## Problem requirements
Which lines in the records below contain the word "boom"? Gather all of them and copy each one in full.

:: Records ::

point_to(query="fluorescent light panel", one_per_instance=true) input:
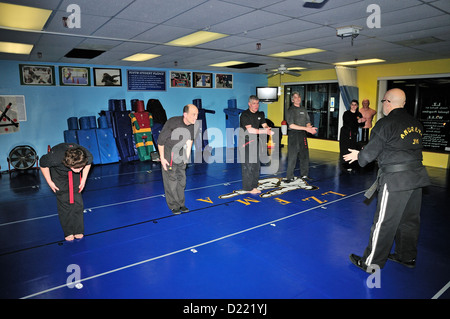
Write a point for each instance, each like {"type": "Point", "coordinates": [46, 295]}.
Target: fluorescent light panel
{"type": "Point", "coordinates": [357, 62]}
{"type": "Point", "coordinates": [23, 17]}
{"type": "Point", "coordinates": [227, 63]}
{"type": "Point", "coordinates": [139, 57]}
{"type": "Point", "coordinates": [196, 38]}
{"type": "Point", "coordinates": [16, 48]}
{"type": "Point", "coordinates": [296, 52]}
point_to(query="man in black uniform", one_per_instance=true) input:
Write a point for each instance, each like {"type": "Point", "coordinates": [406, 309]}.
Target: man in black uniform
{"type": "Point", "coordinates": [174, 145]}
{"type": "Point", "coordinates": [396, 142]}
{"type": "Point", "coordinates": [252, 124]}
{"type": "Point", "coordinates": [299, 124]}
{"type": "Point", "coordinates": [65, 168]}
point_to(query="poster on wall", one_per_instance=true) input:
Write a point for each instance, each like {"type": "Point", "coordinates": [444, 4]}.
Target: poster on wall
{"type": "Point", "coordinates": [202, 80]}
{"type": "Point", "coordinates": [12, 111]}
{"type": "Point", "coordinates": [37, 74]}
{"type": "Point", "coordinates": [107, 77]}
{"type": "Point", "coordinates": [224, 81]}
{"type": "Point", "coordinates": [180, 79]}
{"type": "Point", "coordinates": [143, 80]}
{"type": "Point", "coordinates": [74, 75]}
{"type": "Point", "coordinates": [435, 118]}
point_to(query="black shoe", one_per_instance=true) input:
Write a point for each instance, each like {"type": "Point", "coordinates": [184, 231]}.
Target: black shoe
{"type": "Point", "coordinates": [409, 263]}
{"type": "Point", "coordinates": [184, 209]}
{"type": "Point", "coordinates": [357, 261]}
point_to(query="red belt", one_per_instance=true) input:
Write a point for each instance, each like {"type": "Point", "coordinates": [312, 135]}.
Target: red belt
{"type": "Point", "coordinates": [71, 201]}
{"type": "Point", "coordinates": [71, 194]}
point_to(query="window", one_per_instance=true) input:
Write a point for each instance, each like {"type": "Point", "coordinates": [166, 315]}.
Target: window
{"type": "Point", "coordinates": [428, 100]}
{"type": "Point", "coordinates": [322, 103]}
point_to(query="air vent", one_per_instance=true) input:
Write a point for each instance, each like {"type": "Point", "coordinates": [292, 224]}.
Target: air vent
{"type": "Point", "coordinates": [83, 53]}
{"type": "Point", "coordinates": [247, 65]}
{"type": "Point", "coordinates": [419, 41]}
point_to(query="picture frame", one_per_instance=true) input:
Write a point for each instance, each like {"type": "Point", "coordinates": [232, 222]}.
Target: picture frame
{"type": "Point", "coordinates": [202, 80]}
{"type": "Point", "coordinates": [107, 77]}
{"type": "Point", "coordinates": [74, 76]}
{"type": "Point", "coordinates": [180, 79]}
{"type": "Point", "coordinates": [38, 75]}
{"type": "Point", "coordinates": [223, 81]}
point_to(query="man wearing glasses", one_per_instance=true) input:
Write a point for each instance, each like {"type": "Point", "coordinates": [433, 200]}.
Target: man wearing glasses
{"type": "Point", "coordinates": [396, 143]}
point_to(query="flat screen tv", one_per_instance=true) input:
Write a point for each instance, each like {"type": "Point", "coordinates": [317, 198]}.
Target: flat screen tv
{"type": "Point", "coordinates": [267, 93]}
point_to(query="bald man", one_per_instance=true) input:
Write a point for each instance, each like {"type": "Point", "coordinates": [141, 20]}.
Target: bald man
{"type": "Point", "coordinates": [396, 143]}
{"type": "Point", "coordinates": [174, 145]}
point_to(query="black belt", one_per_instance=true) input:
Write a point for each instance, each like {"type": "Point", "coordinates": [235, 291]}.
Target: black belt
{"type": "Point", "coordinates": [391, 169]}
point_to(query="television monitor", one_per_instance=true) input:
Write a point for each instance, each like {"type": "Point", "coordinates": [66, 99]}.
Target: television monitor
{"type": "Point", "coordinates": [267, 93]}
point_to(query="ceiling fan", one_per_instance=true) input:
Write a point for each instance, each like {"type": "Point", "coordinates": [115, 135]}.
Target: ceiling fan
{"type": "Point", "coordinates": [282, 69]}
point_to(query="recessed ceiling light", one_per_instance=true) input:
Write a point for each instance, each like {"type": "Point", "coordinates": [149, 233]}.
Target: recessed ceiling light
{"type": "Point", "coordinates": [16, 48]}
{"type": "Point", "coordinates": [357, 62]}
{"type": "Point", "coordinates": [297, 52]}
{"type": "Point", "coordinates": [197, 38]}
{"type": "Point", "coordinates": [227, 63]}
{"type": "Point", "coordinates": [139, 57]}
{"type": "Point", "coordinates": [23, 17]}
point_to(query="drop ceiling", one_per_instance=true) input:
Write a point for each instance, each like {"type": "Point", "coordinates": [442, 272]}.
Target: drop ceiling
{"type": "Point", "coordinates": [410, 30]}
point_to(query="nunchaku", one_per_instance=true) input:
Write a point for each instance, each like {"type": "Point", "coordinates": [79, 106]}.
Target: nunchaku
{"type": "Point", "coordinates": [7, 117]}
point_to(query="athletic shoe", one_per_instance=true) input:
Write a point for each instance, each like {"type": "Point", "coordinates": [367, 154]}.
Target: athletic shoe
{"type": "Point", "coordinates": [184, 209]}
{"type": "Point", "coordinates": [409, 263]}
{"type": "Point", "coordinates": [357, 261]}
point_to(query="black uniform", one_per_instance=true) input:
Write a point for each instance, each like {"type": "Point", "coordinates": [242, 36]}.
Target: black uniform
{"type": "Point", "coordinates": [69, 201]}
{"type": "Point", "coordinates": [396, 142]}
{"type": "Point", "coordinates": [175, 178]}
{"type": "Point", "coordinates": [248, 147]}
{"type": "Point", "coordinates": [297, 141]}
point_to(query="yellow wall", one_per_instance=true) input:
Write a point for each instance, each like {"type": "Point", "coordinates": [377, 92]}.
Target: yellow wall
{"type": "Point", "coordinates": [368, 84]}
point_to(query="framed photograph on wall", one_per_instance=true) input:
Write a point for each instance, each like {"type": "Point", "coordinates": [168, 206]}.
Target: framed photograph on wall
{"type": "Point", "coordinates": [202, 80]}
{"type": "Point", "coordinates": [37, 74]}
{"type": "Point", "coordinates": [180, 79]}
{"type": "Point", "coordinates": [74, 75]}
{"type": "Point", "coordinates": [224, 81]}
{"type": "Point", "coordinates": [107, 77]}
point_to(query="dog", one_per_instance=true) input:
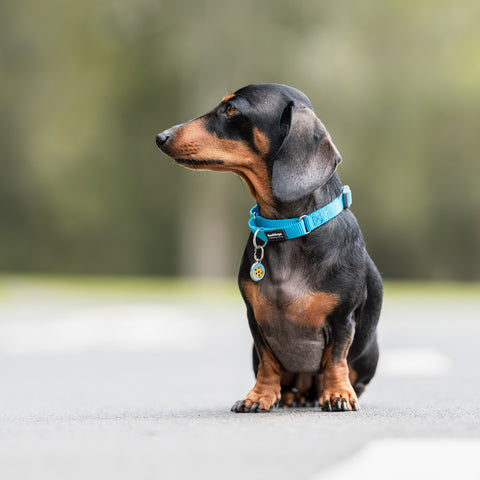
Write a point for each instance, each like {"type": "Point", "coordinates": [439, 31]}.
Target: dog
{"type": "Point", "coordinates": [312, 292]}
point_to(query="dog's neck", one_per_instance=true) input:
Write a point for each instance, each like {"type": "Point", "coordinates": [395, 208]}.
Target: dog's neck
{"type": "Point", "coordinates": [308, 204]}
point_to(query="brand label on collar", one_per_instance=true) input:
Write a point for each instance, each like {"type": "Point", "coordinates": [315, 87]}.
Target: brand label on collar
{"type": "Point", "coordinates": [273, 235]}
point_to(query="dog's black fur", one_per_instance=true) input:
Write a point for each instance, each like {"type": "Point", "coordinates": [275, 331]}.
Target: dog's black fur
{"type": "Point", "coordinates": [313, 317]}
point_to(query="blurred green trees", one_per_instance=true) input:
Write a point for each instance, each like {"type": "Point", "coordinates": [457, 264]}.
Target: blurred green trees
{"type": "Point", "coordinates": [85, 86]}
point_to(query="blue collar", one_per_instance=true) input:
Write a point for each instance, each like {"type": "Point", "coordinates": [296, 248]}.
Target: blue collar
{"type": "Point", "coordinates": [288, 228]}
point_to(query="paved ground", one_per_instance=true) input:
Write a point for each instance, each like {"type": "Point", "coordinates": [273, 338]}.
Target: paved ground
{"type": "Point", "coordinates": [109, 387]}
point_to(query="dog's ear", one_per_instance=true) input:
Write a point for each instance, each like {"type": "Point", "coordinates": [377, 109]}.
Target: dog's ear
{"type": "Point", "coordinates": [307, 157]}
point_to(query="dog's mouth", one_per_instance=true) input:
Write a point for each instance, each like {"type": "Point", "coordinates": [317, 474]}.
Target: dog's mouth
{"type": "Point", "coordinates": [189, 162]}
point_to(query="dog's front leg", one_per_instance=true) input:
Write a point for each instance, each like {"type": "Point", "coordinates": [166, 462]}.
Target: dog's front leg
{"type": "Point", "coordinates": [266, 392]}
{"type": "Point", "coordinates": [338, 393]}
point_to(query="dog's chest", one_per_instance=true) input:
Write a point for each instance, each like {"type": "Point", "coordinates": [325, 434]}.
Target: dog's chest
{"type": "Point", "coordinates": [291, 318]}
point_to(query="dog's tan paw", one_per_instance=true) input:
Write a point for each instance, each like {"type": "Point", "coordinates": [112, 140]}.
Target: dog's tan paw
{"type": "Point", "coordinates": [341, 401]}
{"type": "Point", "coordinates": [256, 402]}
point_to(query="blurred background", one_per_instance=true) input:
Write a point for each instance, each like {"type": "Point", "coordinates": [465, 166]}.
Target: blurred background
{"type": "Point", "coordinates": [87, 85]}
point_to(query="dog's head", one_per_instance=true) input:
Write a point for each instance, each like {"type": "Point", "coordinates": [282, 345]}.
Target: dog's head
{"type": "Point", "coordinates": [268, 134]}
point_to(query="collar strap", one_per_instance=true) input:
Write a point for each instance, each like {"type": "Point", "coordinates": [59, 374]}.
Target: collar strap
{"type": "Point", "coordinates": [288, 228]}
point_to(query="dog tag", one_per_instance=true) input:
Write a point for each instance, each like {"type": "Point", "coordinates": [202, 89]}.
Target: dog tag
{"type": "Point", "coordinates": [257, 272]}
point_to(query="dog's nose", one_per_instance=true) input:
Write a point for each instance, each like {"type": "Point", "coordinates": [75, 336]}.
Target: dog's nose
{"type": "Point", "coordinates": [161, 139]}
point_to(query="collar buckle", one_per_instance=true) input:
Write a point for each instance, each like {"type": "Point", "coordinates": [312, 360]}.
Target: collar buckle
{"type": "Point", "coordinates": [307, 228]}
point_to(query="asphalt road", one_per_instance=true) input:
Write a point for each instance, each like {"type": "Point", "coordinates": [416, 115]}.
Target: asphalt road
{"type": "Point", "coordinates": [118, 388]}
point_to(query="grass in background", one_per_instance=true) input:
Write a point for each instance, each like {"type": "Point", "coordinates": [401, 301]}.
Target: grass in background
{"type": "Point", "coordinates": [187, 288]}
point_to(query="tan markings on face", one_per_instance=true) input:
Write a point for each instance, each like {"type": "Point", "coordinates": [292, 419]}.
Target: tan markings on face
{"type": "Point", "coordinates": [309, 310]}
{"type": "Point", "coordinates": [261, 141]}
{"type": "Point", "coordinates": [193, 142]}
{"type": "Point", "coordinates": [226, 98]}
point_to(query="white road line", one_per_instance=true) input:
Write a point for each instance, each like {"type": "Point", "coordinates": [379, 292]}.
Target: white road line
{"type": "Point", "coordinates": [414, 362]}
{"type": "Point", "coordinates": [411, 458]}
{"type": "Point", "coordinates": [106, 328]}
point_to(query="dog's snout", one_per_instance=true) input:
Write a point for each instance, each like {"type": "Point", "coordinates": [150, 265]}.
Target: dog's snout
{"type": "Point", "coordinates": [162, 138]}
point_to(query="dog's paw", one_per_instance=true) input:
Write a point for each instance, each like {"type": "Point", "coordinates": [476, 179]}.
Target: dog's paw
{"type": "Point", "coordinates": [341, 401]}
{"type": "Point", "coordinates": [254, 403]}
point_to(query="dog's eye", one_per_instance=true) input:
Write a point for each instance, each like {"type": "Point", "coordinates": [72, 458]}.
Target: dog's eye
{"type": "Point", "coordinates": [230, 110]}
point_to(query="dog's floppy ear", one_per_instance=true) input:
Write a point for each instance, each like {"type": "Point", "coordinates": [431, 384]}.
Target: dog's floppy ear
{"type": "Point", "coordinates": [307, 157]}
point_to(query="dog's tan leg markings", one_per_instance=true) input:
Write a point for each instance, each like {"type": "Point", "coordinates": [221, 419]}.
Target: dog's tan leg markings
{"type": "Point", "coordinates": [337, 391]}
{"type": "Point", "coordinates": [266, 392]}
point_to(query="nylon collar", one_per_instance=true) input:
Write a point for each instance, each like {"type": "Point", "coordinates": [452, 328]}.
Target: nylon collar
{"type": "Point", "coordinates": [288, 228]}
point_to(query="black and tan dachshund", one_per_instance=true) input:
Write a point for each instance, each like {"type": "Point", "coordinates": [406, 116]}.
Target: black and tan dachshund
{"type": "Point", "coordinates": [313, 299]}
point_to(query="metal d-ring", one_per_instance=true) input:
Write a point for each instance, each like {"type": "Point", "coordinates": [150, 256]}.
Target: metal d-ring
{"type": "Point", "coordinates": [303, 216]}
{"type": "Point", "coordinates": [258, 247]}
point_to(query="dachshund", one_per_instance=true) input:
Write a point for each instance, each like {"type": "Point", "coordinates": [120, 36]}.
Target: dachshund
{"type": "Point", "coordinates": [312, 293]}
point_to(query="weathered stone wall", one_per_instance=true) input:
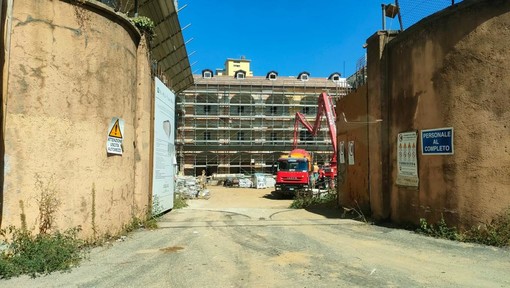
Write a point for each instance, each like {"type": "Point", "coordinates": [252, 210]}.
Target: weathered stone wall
{"type": "Point", "coordinates": [72, 67]}
{"type": "Point", "coordinates": [449, 70]}
{"type": "Point", "coordinates": [353, 180]}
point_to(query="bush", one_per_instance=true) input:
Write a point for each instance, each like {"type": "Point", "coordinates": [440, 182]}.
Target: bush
{"type": "Point", "coordinates": [40, 254]}
{"type": "Point", "coordinates": [304, 201]}
{"type": "Point", "coordinates": [145, 25]}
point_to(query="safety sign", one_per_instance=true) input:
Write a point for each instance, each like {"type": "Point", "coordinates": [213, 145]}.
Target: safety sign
{"type": "Point", "coordinates": [115, 136]}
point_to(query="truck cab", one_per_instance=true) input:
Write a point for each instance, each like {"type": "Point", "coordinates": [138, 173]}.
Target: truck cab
{"type": "Point", "coordinates": [293, 172]}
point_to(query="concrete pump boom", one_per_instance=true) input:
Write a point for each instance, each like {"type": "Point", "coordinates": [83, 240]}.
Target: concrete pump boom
{"type": "Point", "coordinates": [325, 107]}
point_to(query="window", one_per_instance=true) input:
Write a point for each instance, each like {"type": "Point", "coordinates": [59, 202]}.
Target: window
{"type": "Point", "coordinates": [240, 74]}
{"type": "Point", "coordinates": [305, 136]}
{"type": "Point", "coordinates": [303, 76]}
{"type": "Point", "coordinates": [274, 137]}
{"type": "Point", "coordinates": [207, 73]}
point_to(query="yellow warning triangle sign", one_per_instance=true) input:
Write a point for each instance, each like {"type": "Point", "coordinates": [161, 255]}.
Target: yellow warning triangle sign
{"type": "Point", "coordinates": [115, 132]}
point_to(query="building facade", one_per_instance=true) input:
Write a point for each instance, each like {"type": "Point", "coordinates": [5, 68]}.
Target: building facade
{"type": "Point", "coordinates": [239, 123]}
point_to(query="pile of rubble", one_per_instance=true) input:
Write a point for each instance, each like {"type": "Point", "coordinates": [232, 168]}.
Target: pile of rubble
{"type": "Point", "coordinates": [190, 187]}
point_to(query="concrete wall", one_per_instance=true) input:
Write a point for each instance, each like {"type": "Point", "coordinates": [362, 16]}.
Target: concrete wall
{"type": "Point", "coordinates": [353, 180]}
{"type": "Point", "coordinates": [71, 68]}
{"type": "Point", "coordinates": [449, 70]}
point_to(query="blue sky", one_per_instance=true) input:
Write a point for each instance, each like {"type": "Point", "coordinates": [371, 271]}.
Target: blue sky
{"type": "Point", "coordinates": [288, 36]}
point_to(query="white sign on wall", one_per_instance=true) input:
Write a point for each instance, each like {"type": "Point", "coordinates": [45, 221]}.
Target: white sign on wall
{"type": "Point", "coordinates": [115, 136]}
{"type": "Point", "coordinates": [407, 164]}
{"type": "Point", "coordinates": [341, 153]}
{"type": "Point", "coordinates": [351, 152]}
{"type": "Point", "coordinates": [164, 168]}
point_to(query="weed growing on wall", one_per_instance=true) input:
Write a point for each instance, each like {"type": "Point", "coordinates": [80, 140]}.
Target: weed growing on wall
{"type": "Point", "coordinates": [39, 254]}
{"type": "Point", "coordinates": [46, 252]}
{"type": "Point", "coordinates": [48, 202]}
{"type": "Point", "coordinates": [179, 201]}
{"type": "Point", "coordinates": [306, 200]}
{"type": "Point", "coordinates": [145, 25]}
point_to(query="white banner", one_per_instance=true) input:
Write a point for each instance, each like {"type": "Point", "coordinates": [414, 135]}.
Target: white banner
{"type": "Point", "coordinates": [407, 163]}
{"type": "Point", "coordinates": [163, 181]}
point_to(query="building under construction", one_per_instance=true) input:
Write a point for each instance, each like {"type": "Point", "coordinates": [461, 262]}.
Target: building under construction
{"type": "Point", "coordinates": [232, 122]}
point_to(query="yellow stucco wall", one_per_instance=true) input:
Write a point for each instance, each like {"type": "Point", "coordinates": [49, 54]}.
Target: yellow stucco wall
{"type": "Point", "coordinates": [233, 65]}
{"type": "Point", "coordinates": [71, 69]}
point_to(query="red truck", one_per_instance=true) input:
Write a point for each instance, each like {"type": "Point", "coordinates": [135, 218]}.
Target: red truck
{"type": "Point", "coordinates": [294, 171]}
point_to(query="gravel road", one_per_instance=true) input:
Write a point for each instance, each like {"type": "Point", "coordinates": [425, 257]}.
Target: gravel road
{"type": "Point", "coordinates": [242, 238]}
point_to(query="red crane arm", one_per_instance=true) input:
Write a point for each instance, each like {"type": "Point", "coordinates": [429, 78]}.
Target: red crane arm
{"type": "Point", "coordinates": [325, 106]}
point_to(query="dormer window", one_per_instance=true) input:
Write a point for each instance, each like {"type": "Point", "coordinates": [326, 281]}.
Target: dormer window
{"type": "Point", "coordinates": [206, 73]}
{"type": "Point", "coordinates": [335, 77]}
{"type": "Point", "coordinates": [304, 76]}
{"type": "Point", "coordinates": [240, 74]}
{"type": "Point", "coordinates": [272, 75]}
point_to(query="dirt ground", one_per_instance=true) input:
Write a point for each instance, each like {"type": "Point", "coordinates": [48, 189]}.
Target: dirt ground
{"type": "Point", "coordinates": [234, 197]}
{"type": "Point", "coordinates": [246, 238]}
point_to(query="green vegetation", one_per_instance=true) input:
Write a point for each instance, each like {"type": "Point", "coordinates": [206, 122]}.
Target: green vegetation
{"type": "Point", "coordinates": [145, 25]}
{"type": "Point", "coordinates": [494, 233]}
{"type": "Point", "coordinates": [306, 200]}
{"type": "Point", "coordinates": [179, 201]}
{"type": "Point", "coordinates": [45, 252]}
{"type": "Point", "coordinates": [40, 254]}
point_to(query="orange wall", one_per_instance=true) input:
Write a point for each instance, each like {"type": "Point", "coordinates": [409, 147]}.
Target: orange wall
{"type": "Point", "coordinates": [448, 70]}
{"type": "Point", "coordinates": [353, 179]}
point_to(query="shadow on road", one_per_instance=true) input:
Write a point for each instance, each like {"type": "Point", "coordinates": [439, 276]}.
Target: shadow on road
{"type": "Point", "coordinates": [328, 212]}
{"type": "Point", "coordinates": [277, 196]}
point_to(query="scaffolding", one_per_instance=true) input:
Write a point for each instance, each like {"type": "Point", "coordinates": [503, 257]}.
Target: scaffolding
{"type": "Point", "coordinates": [231, 126]}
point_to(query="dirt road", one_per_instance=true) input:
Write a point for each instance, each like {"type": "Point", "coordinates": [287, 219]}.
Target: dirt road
{"type": "Point", "coordinates": [242, 238]}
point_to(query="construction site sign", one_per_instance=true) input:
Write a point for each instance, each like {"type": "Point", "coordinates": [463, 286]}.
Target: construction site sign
{"type": "Point", "coordinates": [351, 152]}
{"type": "Point", "coordinates": [407, 163]}
{"type": "Point", "coordinates": [115, 136]}
{"type": "Point", "coordinates": [341, 154]}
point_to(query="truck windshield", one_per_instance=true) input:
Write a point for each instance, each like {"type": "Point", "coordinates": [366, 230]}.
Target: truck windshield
{"type": "Point", "coordinates": [292, 165]}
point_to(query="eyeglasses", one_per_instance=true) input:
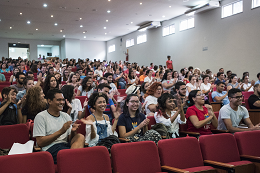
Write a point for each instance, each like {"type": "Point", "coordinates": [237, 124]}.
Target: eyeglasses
{"type": "Point", "coordinates": [134, 101]}
{"type": "Point", "coordinates": [238, 97]}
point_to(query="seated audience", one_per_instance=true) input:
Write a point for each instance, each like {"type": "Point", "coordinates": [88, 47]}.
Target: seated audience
{"type": "Point", "coordinates": [233, 82]}
{"type": "Point", "coordinates": [247, 86]}
{"type": "Point", "coordinates": [33, 103]}
{"type": "Point", "coordinates": [10, 112]}
{"type": "Point", "coordinates": [97, 124]}
{"type": "Point", "coordinates": [53, 128]}
{"type": "Point", "coordinates": [254, 99]}
{"type": "Point", "coordinates": [49, 84]}
{"type": "Point", "coordinates": [20, 78]}
{"type": "Point", "coordinates": [231, 114]}
{"type": "Point", "coordinates": [167, 114]}
{"type": "Point", "coordinates": [132, 124]}
{"type": "Point", "coordinates": [151, 96]}
{"type": "Point", "coordinates": [200, 117]}
{"type": "Point", "coordinates": [220, 95]}
{"type": "Point", "coordinates": [86, 88]}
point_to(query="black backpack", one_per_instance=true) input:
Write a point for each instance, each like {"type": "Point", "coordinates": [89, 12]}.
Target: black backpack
{"type": "Point", "coordinates": [9, 116]}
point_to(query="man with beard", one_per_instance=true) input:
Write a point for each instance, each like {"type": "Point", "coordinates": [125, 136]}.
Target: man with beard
{"type": "Point", "coordinates": [180, 88]}
{"type": "Point", "coordinates": [254, 99]}
{"type": "Point", "coordinates": [231, 114]}
{"type": "Point", "coordinates": [20, 78]}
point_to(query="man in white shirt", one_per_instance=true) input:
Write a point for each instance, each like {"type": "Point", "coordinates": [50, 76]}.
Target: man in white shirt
{"type": "Point", "coordinates": [231, 114]}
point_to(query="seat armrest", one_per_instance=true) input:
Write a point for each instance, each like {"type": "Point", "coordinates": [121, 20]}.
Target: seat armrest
{"type": "Point", "coordinates": [172, 169]}
{"type": "Point", "coordinates": [250, 158]}
{"type": "Point", "coordinates": [215, 131]}
{"type": "Point", "coordinates": [219, 164]}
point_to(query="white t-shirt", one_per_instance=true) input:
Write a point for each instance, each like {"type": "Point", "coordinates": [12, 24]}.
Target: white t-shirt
{"type": "Point", "coordinates": [150, 100]}
{"type": "Point", "coordinates": [85, 93]}
{"type": "Point", "coordinates": [147, 79]}
{"type": "Point", "coordinates": [46, 124]}
{"type": "Point", "coordinates": [174, 126]}
{"type": "Point", "coordinates": [226, 112]}
{"type": "Point", "coordinates": [76, 107]}
{"type": "Point", "coordinates": [192, 87]}
{"type": "Point", "coordinates": [204, 87]}
{"type": "Point", "coordinates": [245, 86]}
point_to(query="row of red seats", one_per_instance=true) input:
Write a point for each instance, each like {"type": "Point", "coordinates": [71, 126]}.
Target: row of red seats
{"type": "Point", "coordinates": [238, 153]}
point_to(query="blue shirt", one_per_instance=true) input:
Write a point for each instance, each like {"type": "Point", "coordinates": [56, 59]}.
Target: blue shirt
{"type": "Point", "coordinates": [225, 101]}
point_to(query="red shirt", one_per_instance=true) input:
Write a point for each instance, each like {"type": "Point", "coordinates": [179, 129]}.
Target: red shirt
{"type": "Point", "coordinates": [169, 64]}
{"type": "Point", "coordinates": [193, 110]}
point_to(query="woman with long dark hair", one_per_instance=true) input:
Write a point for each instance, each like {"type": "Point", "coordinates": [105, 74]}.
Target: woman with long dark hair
{"type": "Point", "coordinates": [132, 124]}
{"type": "Point", "coordinates": [50, 83]}
{"type": "Point", "coordinates": [72, 105]}
{"type": "Point", "coordinates": [200, 117]}
{"type": "Point", "coordinates": [86, 87]}
{"type": "Point", "coordinates": [167, 115]}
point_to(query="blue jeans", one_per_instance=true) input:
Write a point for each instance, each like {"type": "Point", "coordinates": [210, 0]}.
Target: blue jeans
{"type": "Point", "coordinates": [122, 84]}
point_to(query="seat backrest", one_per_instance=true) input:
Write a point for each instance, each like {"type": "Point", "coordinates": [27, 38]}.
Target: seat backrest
{"type": "Point", "coordinates": [248, 142]}
{"type": "Point", "coordinates": [92, 159]}
{"type": "Point", "coordinates": [180, 152]}
{"type": "Point", "coordinates": [40, 162]}
{"type": "Point", "coordinates": [219, 147]}
{"type": "Point", "coordinates": [138, 157]}
{"type": "Point", "coordinates": [152, 122]}
{"type": "Point", "coordinates": [10, 134]}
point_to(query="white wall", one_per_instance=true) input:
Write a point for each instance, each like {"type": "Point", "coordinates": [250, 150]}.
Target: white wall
{"type": "Point", "coordinates": [232, 43]}
{"type": "Point", "coordinates": [33, 46]}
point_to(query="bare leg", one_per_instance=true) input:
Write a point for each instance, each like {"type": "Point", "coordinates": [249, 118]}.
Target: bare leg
{"type": "Point", "coordinates": [77, 141]}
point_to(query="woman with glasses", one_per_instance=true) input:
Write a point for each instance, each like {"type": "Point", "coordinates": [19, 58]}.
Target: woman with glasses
{"type": "Point", "coordinates": [151, 96]}
{"type": "Point", "coordinates": [200, 117]}
{"type": "Point", "coordinates": [132, 124]}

:::

## Answer to the task
point_to(query="concrete pump boom", one_per_instance=true) input:
Target: concrete pump boom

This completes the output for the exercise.